展示文本 ▸

______

时间:2023/11/9 作者: 湖海·文学版 热度: 18286
舟自横

  回望村庄

  四十多年前的风,洗净天上的白云,轻轻怀抱着逯家沟大片的庄稼地,让村庄变得安稳和安详。一望无际的庄稼地,犹如巨大的琴,风的手指来回跳跃。刚刚抽穗的麦芒和嫩绿的玉米叶,摇摆着,穿过发际,偶尔让童年的额头发出一声响亮的尖叫。我和父亲不徐不疾地走在“毛毛道”上。父亲的皮肤黝黑发亮,散发着太阳的味道。

  “毛毛道”弯弯曲曲,像悠长而平仄有韵的吟诵,一直延伸到天际。蝈蝈鸣叫着,清亮无比。它那绿绿的身子,就隐藏在麦田里。父亲松开我的手,蹑手蹑脚地伏在麦子后面。他那满头的白发在绿色的背景下有些耀眼。他猛然伸出双手,两掌快速合拢,一只蝈蝈便被交到了我的手里。

  童年的那次的行走,最初也是最后一次与父亲在一起,因此对我来说意义非凡。他后来因为病患,躺在床上有十多年的光景,最终融入了土地。我也离开了故乡,而故乡细长的“毛毛道”,像一根绳子,时时从记忆的深井里把水桶拎出来,美好的感觉水花四溅。

______

数据内容 ▸
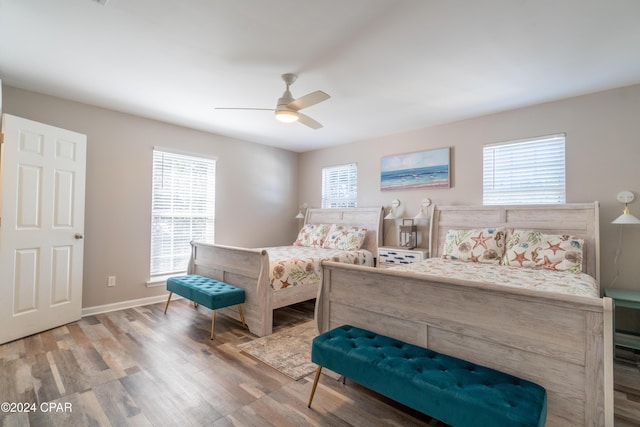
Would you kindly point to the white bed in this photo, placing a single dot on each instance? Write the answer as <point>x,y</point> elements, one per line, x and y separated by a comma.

______

任务要求 ▸ 请接着《回望村庄》这篇回忆逯家沟童年的散文最后一句往下续写。 这些材料与此处无关。

本题答案 ▸
  再一次走过故乡的庄稼地,我早已步入不惑之年。故乡有了很多变化,让我欣喜也让我忧戚。经济条件越来越好,吃的和城里人没什么差别,穿的也光鲜起来。特别是,漂亮的房子有了几家,但人口越来越少。1987年左右,我们村子有近200口人,但现在老老少少也就40多人。出去打工的多,孩子在外地上学的多。由于附近学校撤并,况且学校离村子甚远,有的家庭从孩子小学一年级开始,干脆就把土地承包出去,在县城购买或租住房子,男的出去打工,女的陪读。

  那次我是回老家办事。到了逯家沟,时值正午。走到村口,坑坑洼洼的土路没有一个人影。几只狗看见我这个陌生人,汪汪几声便蔫了,夹着尾巴跑到阴凉处。路过每一家的门口,我都向里面张望着。有很多人家的园子里,不再是各种各样的蔬菜和瓜果,而是种植着玉米、马铃薯,甚至还有大豆。不用说,这一家已经出去打工了。更让人叹气的是,有很多家庭的土坯房,已经东倒西歪。一缕缕炊烟在消逝,一个个姓氏在散失。

  第二天早晨,我从大舅家出发,去给我父母添坟。村庄南面的红柳林不见了。曾经的红柳林,那里是我们孩子和鸟的天堂。这些婀娜多姿的女子,纤细,青春,有着自己的气息、舞蹈和神秘。然而,她们现在都已经被葬进开垦的农田里。

  从村子里到墓地,只有两公里的距离。“毛毛道”不再那么幽深,而是窄窄的,一眼就能望到头。现今老家已经不再种植小麦、高粱和谷子了,取而代之的是经济价值更高的作物。这些作物大多低矮,如马铃薯、黑豆等。大舅走在我的前面,身体佝偻着,显得日益苍老。大舅边走,边告诉我哪块是谁家的地,说出的都是老一辈人的名字。而他们大多已经故去,他们的子女也大多把土地承包出去,走向中国版图的任何一个地方,或做民工或做小商小贩。他们和土地的联系,仅仅是人民币和稀薄的亲情。我和童年的小伙伴甚至他们自己,很难再在这片土地上相聚。土地那种根和血液的符号,已被渐渐稀释。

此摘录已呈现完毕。